-------- Text passage

Megan Thee Stallion Is Just Warming Up
With a new album and buzzy ballroom-competition show, the hot girl evangelist promises this summer will be a scorcher.
It's Valentine’s Day in New York, and Megan Thee Stallion is lounging in the backseat of her Sprinter van, watching footage of one of the people she loves most: herself. We’re shuttling from downtown Manhattan to the suburbs of Connecticut, where she’ll spend the evening shooting Legendary, a new competition series set in the world of ballroom. (Think Pose meets Project Runway.) At this moment, however, rap’s brashest and brightest star is sipping a green smoothie and quietly appraising her recent performance on The Tonight Show Starring Jimmy Fallon. Like an athlete studying tapes, she’s searching for ways to improve her set, to make it “prettier,” she says. She eventually looks up from her phone and admits, “I’m my own biggest critic.” She’s also her own biggest cheerleader. In fact, when I ask her to rate her performance, her response is as quick as it is assured. No false modesty. No self-deprecating hedges. No need to pretend that she didn’t kill it.
“I would definitely give me a 10,” she says. “The outfits were awesome, the production came out really good, the whole team was happy, so we get a 10.”

----------------

Brief — For each statement, answer yes or no according to the Megan Thee Stallion piece, and quote the words that decide it. 1. Megan is riding from downtown Manhattan to the suburbs of Connecticut. 2. She rates her performance on The Tonight Show below a 10. 3. She drinks coffee while watching the footage. The data after this point are separate material, unconnected to the Megan Thee Stallion piece.

-------- Dataset extract

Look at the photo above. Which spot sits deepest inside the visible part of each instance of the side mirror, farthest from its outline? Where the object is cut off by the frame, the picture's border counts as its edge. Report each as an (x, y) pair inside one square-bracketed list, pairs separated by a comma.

----------------

Answer space —
1. Yes: "We’re shuttling from downtown Manhattan to the suburbs of Connecticut"
2. No: "I would definitely give me a 10"
3. No: "is sipping a green smoothie"